What you will do:
Extract each line of the data that contains the string "tiled". Treat uppercase and lowercase letters as different.

--- start Records to process ---

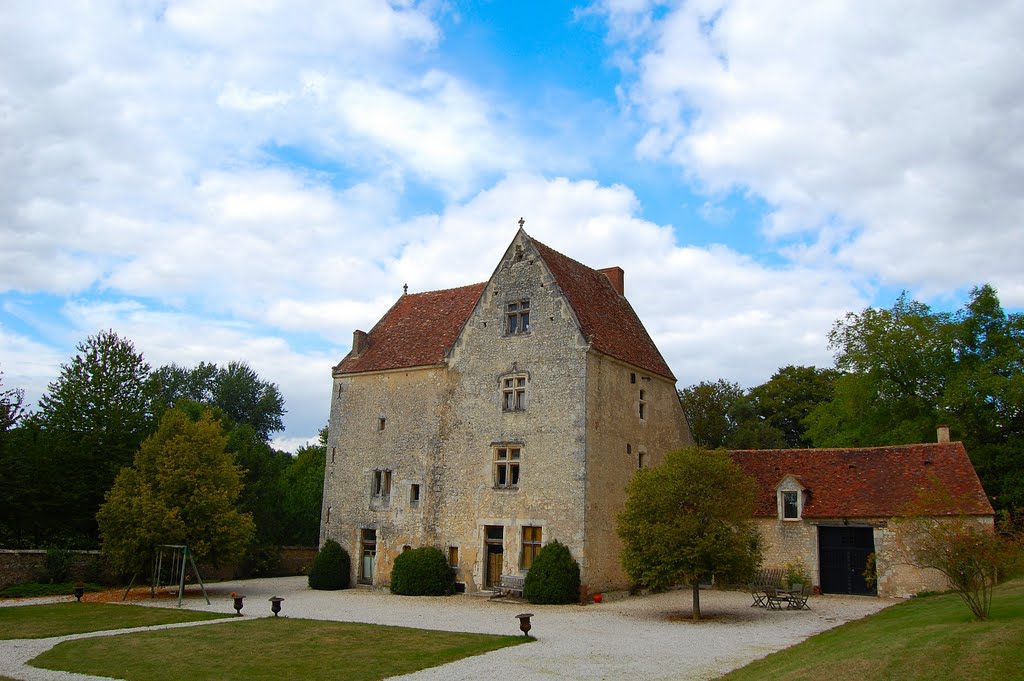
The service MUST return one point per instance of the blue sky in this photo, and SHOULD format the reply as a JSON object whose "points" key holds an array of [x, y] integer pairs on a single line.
{"points": [[223, 180]]}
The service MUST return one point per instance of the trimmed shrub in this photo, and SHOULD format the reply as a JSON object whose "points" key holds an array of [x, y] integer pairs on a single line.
{"points": [[332, 568], [554, 577], [422, 571]]}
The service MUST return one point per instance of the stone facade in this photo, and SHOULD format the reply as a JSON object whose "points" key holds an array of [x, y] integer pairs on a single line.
{"points": [[509, 439], [833, 510]]}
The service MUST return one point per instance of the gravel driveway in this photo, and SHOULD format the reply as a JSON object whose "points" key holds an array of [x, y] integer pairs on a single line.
{"points": [[646, 637]]}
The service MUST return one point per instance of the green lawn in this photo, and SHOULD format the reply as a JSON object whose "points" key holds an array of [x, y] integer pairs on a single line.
{"points": [[268, 648], [928, 639], [61, 619]]}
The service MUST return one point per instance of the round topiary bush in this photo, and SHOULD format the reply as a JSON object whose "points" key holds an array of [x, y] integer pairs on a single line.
{"points": [[554, 577], [422, 571], [332, 568]]}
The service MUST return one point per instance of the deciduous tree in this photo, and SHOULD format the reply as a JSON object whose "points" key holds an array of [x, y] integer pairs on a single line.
{"points": [[689, 520], [93, 418], [181, 488]]}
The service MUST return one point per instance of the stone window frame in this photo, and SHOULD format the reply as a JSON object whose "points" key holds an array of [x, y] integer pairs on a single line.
{"points": [[380, 484], [517, 316], [514, 391], [790, 486], [531, 541], [506, 467]]}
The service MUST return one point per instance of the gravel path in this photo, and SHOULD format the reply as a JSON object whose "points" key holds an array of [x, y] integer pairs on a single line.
{"points": [[647, 637]]}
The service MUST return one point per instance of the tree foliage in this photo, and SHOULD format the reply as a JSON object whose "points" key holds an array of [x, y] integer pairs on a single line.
{"points": [[971, 554], [788, 396], [553, 577], [302, 493], [908, 369], [422, 571], [689, 520], [181, 488], [236, 389], [92, 419], [332, 567]]}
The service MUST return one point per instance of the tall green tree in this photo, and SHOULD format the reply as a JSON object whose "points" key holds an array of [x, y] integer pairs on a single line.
{"points": [[707, 407], [93, 418], [181, 488], [688, 520], [908, 369], [788, 396], [236, 389], [302, 492], [895, 364]]}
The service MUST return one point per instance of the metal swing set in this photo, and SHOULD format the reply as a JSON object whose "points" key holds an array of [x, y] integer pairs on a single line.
{"points": [[178, 557]]}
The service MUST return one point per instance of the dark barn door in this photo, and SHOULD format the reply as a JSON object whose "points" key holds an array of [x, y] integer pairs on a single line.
{"points": [[844, 554]]}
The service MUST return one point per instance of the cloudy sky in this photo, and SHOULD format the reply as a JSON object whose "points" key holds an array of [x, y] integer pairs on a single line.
{"points": [[223, 180]]}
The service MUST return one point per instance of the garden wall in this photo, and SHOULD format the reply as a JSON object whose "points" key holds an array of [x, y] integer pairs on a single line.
{"points": [[22, 565]]}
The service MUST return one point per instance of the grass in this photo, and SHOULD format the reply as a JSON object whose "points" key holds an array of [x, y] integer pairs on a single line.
{"points": [[62, 619], [36, 589], [269, 648], [934, 639]]}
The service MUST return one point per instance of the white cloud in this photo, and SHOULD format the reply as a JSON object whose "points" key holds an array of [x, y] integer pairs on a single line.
{"points": [[895, 133]]}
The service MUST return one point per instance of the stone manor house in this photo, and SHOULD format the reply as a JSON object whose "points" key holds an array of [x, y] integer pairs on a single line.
{"points": [[491, 419]]}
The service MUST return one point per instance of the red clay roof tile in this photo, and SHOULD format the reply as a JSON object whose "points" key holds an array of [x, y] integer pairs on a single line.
{"points": [[417, 331], [420, 328], [878, 481], [606, 318]]}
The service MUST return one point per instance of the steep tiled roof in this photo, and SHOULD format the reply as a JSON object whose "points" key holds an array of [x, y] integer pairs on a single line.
{"points": [[606, 318], [417, 331], [867, 482]]}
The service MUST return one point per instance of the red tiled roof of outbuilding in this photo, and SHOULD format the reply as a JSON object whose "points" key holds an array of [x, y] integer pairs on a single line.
{"points": [[417, 331], [878, 481], [607, 320]]}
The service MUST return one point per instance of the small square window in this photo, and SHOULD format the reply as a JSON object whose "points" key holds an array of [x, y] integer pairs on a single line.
{"points": [[530, 546], [517, 317], [507, 461], [791, 505], [382, 483], [514, 393]]}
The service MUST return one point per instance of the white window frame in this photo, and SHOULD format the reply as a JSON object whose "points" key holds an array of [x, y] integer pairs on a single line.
{"points": [[517, 316], [507, 469], [514, 392]]}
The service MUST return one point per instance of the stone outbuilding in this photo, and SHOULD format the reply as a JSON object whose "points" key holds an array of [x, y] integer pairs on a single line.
{"points": [[491, 419], [832, 509]]}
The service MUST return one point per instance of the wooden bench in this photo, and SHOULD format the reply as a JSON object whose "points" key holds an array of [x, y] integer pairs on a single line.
{"points": [[510, 585]]}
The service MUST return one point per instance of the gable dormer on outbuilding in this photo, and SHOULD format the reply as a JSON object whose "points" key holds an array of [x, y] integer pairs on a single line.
{"points": [[790, 496]]}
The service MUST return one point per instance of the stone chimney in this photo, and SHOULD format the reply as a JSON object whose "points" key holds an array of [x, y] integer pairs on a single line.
{"points": [[359, 342], [617, 279]]}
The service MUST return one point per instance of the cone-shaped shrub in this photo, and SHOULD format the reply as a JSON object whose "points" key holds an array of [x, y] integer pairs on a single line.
{"points": [[422, 571], [554, 577], [332, 569]]}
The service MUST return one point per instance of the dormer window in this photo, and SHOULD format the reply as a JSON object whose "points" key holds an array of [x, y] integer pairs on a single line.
{"points": [[790, 494], [517, 317], [791, 506]]}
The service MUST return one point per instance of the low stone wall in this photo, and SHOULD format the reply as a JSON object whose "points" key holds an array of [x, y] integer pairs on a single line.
{"points": [[20, 565]]}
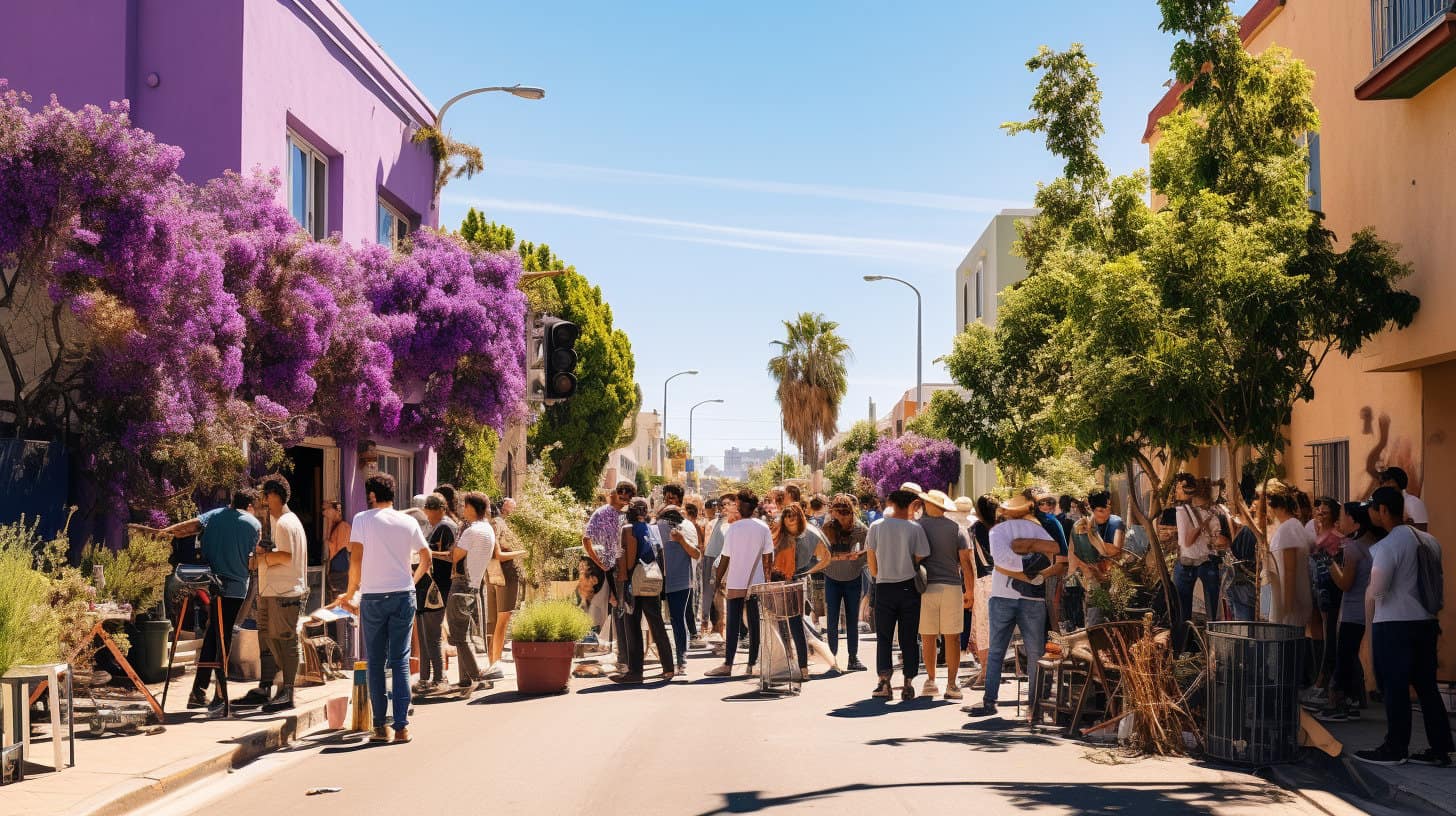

--- end Records to process ---

Reply:
The service MUST return one point per instance of the steep tiled roof in this photo, and SHOULD format the reply as a JSON object whose "points" key holds an array of [x, y] integer pairs on a single line.
The service MUST return one point per instance of the red tiled roof of outbuilding in this photo, and SHOULD format the reply as a JSON object whose "points" key holds an array of [x, y] integer pairs on a single line.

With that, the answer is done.